- _Passage to read_
# AE 24w HID Flashlight VS 1MCP Spotlight-beam shots



## Aaron1100us (Mar 23, 2006)

I decided to test out my AE Powerlight and compare it to an old 1 million candlepower spotlight I had laying up in my shed. Not sure on the wattage of the spotlight. It has a 7.5 inch reflector and is being run off a car battery. It is made my Sunspot and is called "the power light" and is made in China. I don't have much information on it but it had a handle that turned into a small tripod. Probably 15 years old or so but still works good. Here are some beam shots 
first is day time pic and the two different lights


----------



## Aaron1100us (Mar 23, 2006)

I didn't get the tops of the trees in that last pic but they are about 150 yards away or so. The trees close up are around 50 yards or so. Here is the AE Powerlight


----------



## Aaron1100us (Mar 23, 2006)

This is the Sunspot "The Powerlight"


----------



## Aaron1100us (Mar 23, 2006)

These first pics are just the lights up in the air. Guess which one is which?


----------



## Aaron1100us (Mar 23, 2006)

Another AE


----------



## Aaron1100us (Mar 23, 2006)

Sunspot


----------



## Aaron1100us (Mar 23, 2006)

another


----------



## Aaron1100us (Mar 23, 2006)

50yrds


----------



## Aaron1100us (Mar 23, 2006)

50yrds


----------



## Aaron1100us (Mar 23, 2006)

150yrds


----------



## Aaron1100us (Mar 23, 2006)

150yrds. Its the trees on the top of the pic that are 150yrds away. They are up on a hill in our nieghbor's property.


----------



## Aaron1100us (Mar 23, 2006)

AE



straight up


----------



## Aaron1100us (Mar 23, 2006)

On the last pic, I had the AE pointing straight up on our deck out back and I went up into the front yard to take the pic. I couldn't get the whole thing in one picture. The blue light went up into the dark sky several hundered feet, total insanity This AE Powerlight amazes me every time I fire it up


----------



## spinkid (Mar 23, 2006)

- _Data shown_
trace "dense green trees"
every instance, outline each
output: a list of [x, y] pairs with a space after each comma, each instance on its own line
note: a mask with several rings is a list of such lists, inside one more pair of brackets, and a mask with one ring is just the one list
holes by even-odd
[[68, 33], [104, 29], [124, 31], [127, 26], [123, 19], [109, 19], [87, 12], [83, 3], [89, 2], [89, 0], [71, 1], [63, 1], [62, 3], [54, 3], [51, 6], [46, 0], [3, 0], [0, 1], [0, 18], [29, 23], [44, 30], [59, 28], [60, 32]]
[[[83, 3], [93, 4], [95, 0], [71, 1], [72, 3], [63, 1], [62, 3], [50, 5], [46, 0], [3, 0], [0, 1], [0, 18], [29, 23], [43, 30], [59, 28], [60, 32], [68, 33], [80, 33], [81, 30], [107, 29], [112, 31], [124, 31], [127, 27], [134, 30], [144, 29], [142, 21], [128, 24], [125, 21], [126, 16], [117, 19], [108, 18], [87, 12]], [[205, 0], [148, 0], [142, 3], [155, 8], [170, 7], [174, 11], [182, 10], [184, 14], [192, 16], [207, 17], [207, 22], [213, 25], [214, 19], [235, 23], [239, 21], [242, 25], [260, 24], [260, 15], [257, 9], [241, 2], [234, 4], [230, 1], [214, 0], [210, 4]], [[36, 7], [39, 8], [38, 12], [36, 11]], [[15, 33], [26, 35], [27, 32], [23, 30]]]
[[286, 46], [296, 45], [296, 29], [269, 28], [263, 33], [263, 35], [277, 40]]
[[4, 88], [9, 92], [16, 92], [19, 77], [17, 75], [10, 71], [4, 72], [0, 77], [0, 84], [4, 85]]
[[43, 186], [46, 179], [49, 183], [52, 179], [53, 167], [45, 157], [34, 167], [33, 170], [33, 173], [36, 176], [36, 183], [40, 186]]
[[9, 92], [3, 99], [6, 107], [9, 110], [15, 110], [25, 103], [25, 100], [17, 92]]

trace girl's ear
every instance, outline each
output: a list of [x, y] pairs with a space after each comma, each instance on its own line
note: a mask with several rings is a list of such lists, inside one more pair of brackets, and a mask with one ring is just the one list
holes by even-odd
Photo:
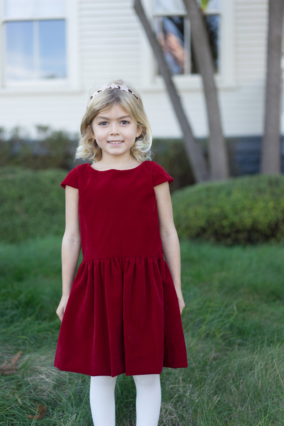
[[137, 126], [137, 131], [136, 132], [136, 138], [138, 138], [140, 136], [141, 133], [142, 133], [142, 131], [143, 130], [143, 127], [142, 126]]

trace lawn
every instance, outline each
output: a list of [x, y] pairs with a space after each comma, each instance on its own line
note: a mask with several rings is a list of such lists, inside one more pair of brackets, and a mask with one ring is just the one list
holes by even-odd
[[[0, 425], [92, 424], [89, 377], [53, 366], [60, 246], [57, 237], [0, 245]], [[164, 369], [159, 425], [280, 426], [283, 246], [226, 248], [183, 241], [181, 248], [189, 367]], [[131, 377], [119, 378], [116, 398], [117, 424], [134, 425]], [[38, 412], [46, 406], [46, 412], [33, 419], [38, 404]]]

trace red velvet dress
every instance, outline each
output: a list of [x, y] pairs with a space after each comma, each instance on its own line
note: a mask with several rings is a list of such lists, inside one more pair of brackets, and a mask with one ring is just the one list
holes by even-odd
[[156, 163], [73, 169], [83, 260], [55, 366], [91, 376], [159, 374], [187, 366], [178, 298], [164, 260], [154, 187], [173, 179]]

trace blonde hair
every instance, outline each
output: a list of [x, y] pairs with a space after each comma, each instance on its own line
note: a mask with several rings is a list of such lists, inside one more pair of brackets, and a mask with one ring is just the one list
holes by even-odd
[[[122, 80], [117, 80], [113, 83], [120, 85], [125, 84]], [[128, 84], [127, 86], [128, 89], [137, 95], [139, 100], [130, 92], [110, 87], [103, 91], [99, 92], [92, 98], [81, 123], [81, 138], [76, 150], [75, 158], [87, 158], [94, 162], [101, 159], [102, 150], [92, 136], [91, 124], [99, 112], [109, 111], [115, 105], [118, 104], [127, 111], [138, 126], [142, 127], [141, 134], [136, 138], [131, 147], [130, 155], [140, 162], [151, 159], [152, 153], [150, 148], [152, 143], [152, 134], [150, 124], [142, 101], [140, 101], [140, 95], [131, 86]], [[140, 101], [141, 106], [139, 104]]]

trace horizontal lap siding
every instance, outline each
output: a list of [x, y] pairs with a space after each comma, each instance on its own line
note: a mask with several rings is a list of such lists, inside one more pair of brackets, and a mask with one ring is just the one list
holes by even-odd
[[139, 83], [141, 31], [133, 1], [79, 4], [82, 77], [85, 88], [115, 78]]

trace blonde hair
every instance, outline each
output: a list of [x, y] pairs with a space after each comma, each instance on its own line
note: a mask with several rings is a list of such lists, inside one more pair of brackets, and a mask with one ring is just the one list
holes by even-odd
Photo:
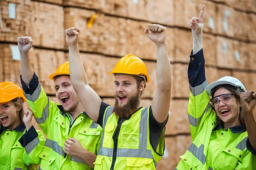
[[[24, 108], [23, 107], [23, 103], [24, 102], [23, 101], [23, 99], [21, 97], [17, 97], [11, 100], [11, 102], [12, 102], [13, 103], [13, 104], [16, 108], [18, 108], [19, 107], [20, 108], [20, 110], [19, 113], [19, 116], [22, 123], [25, 126], [25, 124], [23, 122], [23, 116], [24, 116]], [[1, 128], [2, 126], [2, 123], [0, 122], [0, 128]]]

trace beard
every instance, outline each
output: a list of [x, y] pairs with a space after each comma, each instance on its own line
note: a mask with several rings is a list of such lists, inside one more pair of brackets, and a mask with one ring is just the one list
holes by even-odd
[[65, 109], [64, 107], [63, 107], [63, 111], [64, 111], [65, 113], [69, 113], [74, 112], [76, 110], [76, 109], [77, 107], [78, 106], [79, 103], [79, 102], [77, 101], [72, 106], [71, 106], [70, 108], [67, 110]]
[[112, 113], [121, 118], [129, 117], [134, 113], [140, 105], [140, 95], [139, 91], [128, 100], [127, 103], [122, 106], [118, 103], [118, 96], [115, 95], [115, 96], [116, 102]]

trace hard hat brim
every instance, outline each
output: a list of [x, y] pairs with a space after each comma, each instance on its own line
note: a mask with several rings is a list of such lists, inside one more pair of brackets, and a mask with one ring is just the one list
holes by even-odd
[[[212, 89], [216, 86], [217, 86], [217, 85], [224, 85], [224, 84], [228, 84], [228, 85], [232, 85], [233, 86], [234, 86], [235, 87], [239, 87], [237, 85], [236, 85], [234, 83], [233, 83], [232, 82], [230, 82], [229, 81], [224, 81], [224, 80], [222, 80], [222, 81], [216, 81], [216, 82], [213, 82], [212, 83], [211, 83], [211, 84], [210, 84], [206, 88], [206, 91], [207, 92], [207, 93], [208, 94], [208, 95], [209, 96], [212, 96]], [[246, 91], [246, 89], [245, 89], [245, 88], [244, 89], [242, 89], [242, 90], [244, 91], [244, 92], [245, 92], [247, 91]]]
[[59, 75], [69, 75], [70, 74], [63, 74], [63, 73], [53, 73], [53, 74], [52, 74], [51, 75], [50, 75], [49, 76], [49, 78], [52, 80], [53, 80], [54, 79], [54, 77], [57, 76], [59, 76]]

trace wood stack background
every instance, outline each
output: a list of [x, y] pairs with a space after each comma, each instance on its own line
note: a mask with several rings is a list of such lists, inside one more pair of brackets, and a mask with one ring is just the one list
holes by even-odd
[[[10, 3], [16, 5], [14, 19], [9, 18]], [[47, 94], [58, 102], [54, 82], [48, 76], [68, 60], [65, 29], [77, 26], [81, 29], [79, 45], [89, 82], [102, 99], [114, 103], [111, 88], [114, 77], [107, 73], [121, 57], [132, 54], [148, 68], [151, 81], [143, 104], [148, 106], [156, 88], [157, 51], [144, 31], [151, 23], [165, 26], [173, 75], [172, 100], [166, 149], [157, 169], [173, 170], [191, 142], [187, 71], [192, 43], [188, 23], [198, 16], [203, 4], [206, 6], [203, 45], [208, 83], [231, 76], [241, 80], [247, 90], [256, 90], [255, 0], [1, 0], [0, 81], [20, 84], [20, 62], [13, 60], [11, 49], [17, 45], [17, 37], [32, 37], [33, 67]], [[87, 28], [94, 14], [97, 16], [93, 26]]]

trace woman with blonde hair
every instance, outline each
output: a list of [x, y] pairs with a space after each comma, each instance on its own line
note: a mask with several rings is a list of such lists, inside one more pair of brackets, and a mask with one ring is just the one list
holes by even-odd
[[[26, 101], [22, 89], [9, 82], [0, 82], [0, 167], [3, 170], [36, 170], [35, 160], [29, 154], [38, 154], [37, 147], [43, 147], [45, 141], [44, 134], [37, 130], [36, 140], [25, 142], [23, 147], [19, 140], [26, 130], [34, 128], [30, 123], [33, 115], [29, 109], [23, 109]], [[24, 112], [25, 116], [24, 116]], [[22, 140], [22, 138], [20, 140]]]

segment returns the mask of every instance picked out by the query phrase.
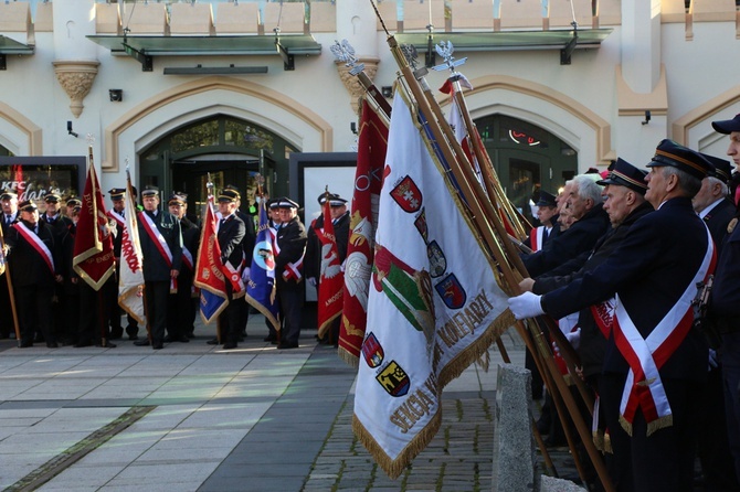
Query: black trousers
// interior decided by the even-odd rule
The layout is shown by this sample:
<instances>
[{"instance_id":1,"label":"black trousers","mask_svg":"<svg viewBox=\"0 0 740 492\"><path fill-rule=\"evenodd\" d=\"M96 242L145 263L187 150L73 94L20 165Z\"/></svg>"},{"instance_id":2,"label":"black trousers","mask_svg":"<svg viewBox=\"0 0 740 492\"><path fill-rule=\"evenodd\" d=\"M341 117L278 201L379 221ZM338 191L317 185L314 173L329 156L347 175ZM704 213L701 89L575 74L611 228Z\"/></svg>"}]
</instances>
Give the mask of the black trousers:
<instances>
[{"instance_id":1,"label":"black trousers","mask_svg":"<svg viewBox=\"0 0 740 492\"><path fill-rule=\"evenodd\" d=\"M278 288L277 296L281 300L281 317L283 318L281 342L295 345L298 343L298 336L300 336L303 292L300 290Z\"/></svg>"},{"instance_id":2,"label":"black trousers","mask_svg":"<svg viewBox=\"0 0 740 492\"><path fill-rule=\"evenodd\" d=\"M226 282L226 298L229 306L219 315L219 325L221 327L221 343L237 343L242 334L243 306L246 304L244 298L234 299L231 284Z\"/></svg>"},{"instance_id":3,"label":"black trousers","mask_svg":"<svg viewBox=\"0 0 740 492\"><path fill-rule=\"evenodd\" d=\"M167 328L167 301L170 281L146 281L144 292L147 300L147 321L151 330L151 343L162 343Z\"/></svg>"},{"instance_id":4,"label":"black trousers","mask_svg":"<svg viewBox=\"0 0 740 492\"><path fill-rule=\"evenodd\" d=\"M36 330L43 334L46 343L54 342L51 306L54 297L54 286L17 286L13 291L21 325L21 342L33 342Z\"/></svg>"},{"instance_id":5,"label":"black trousers","mask_svg":"<svg viewBox=\"0 0 740 492\"><path fill-rule=\"evenodd\" d=\"M673 426L647 436L639 409L632 436L619 423L626 374L605 374L599 388L614 449L614 486L620 492L691 492L701 383L662 378L673 411Z\"/></svg>"},{"instance_id":6,"label":"black trousers","mask_svg":"<svg viewBox=\"0 0 740 492\"><path fill-rule=\"evenodd\" d=\"M80 329L77 342L102 343L102 339L108 340L110 332L107 320L107 284L95 290L86 281L80 279Z\"/></svg>"}]
</instances>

- _Requests_
A - In the forum thread comparing the AE flashlight with the old spotlight, translate this sentence into Spanish: "It has a 7.5 inch reflector and is being run off a car battery."
B - Write what comes next in the forum thread comparing the AE flashlight with the old spotlight, picking up after its final line.

- _Set of answers_
A - Tiene un reflector de 7,5 pulgadas y funciona con una batería de coche.

B -
Nice post. I just got my AE powerlight back from repair and I am extremely happy with it. The other night we had some really dense fog and I fired up the light and it was amazing on what it lit up. Obviously the beam didn't shoot very far, but my yard and the sky just lit up like one huge lightbulb. My neighbor even asked me the next day what I was shining to light up the sky.


----------



## CLHC (Mar 24, 2006)

Wow Aaron! Way to go on your pictures! :thumbsup:


----------



## Wrangler (Mar 24, 2006)

Thanks Aaron for these impressive pics!

I`ll get me a HID light this year but want to buy a flashlight style light.

Guess the AE24 belongs to the brightest lights in this category or is the brightest!?


----------



## ianb (Mar 24, 2006)

Aaron, excellent photos and thanks for the great advice you gave me when I wanted to get one. I recently got mine and it has knocked my socks off, a great introduction to HID lights, a very impressive output. I had a go at beam shots the other night and only got one to come out at all...
...and it looks c**p when tiny and hosted...

http://photos.fotango.com/p/eba00364382f00000098.jpg

but it was very impressive, with the furthest trees over 100m away and majorly illuminated!

thanks, Ian


----------



## Aaron1100us (Mar 24, 2006)

Thanks for all the replies. This sure is a fun light to play with.


----------



## cmacclel (Mar 25, 2006)

Mine went on a Diet 

http://candlepowerforums.com/vb/showthread.php?p=1335076#post1335076


Mac


----------



## Aaron1100us (Mar 28, 2006)

Anyone else have any cool AE Powerlight beam shots?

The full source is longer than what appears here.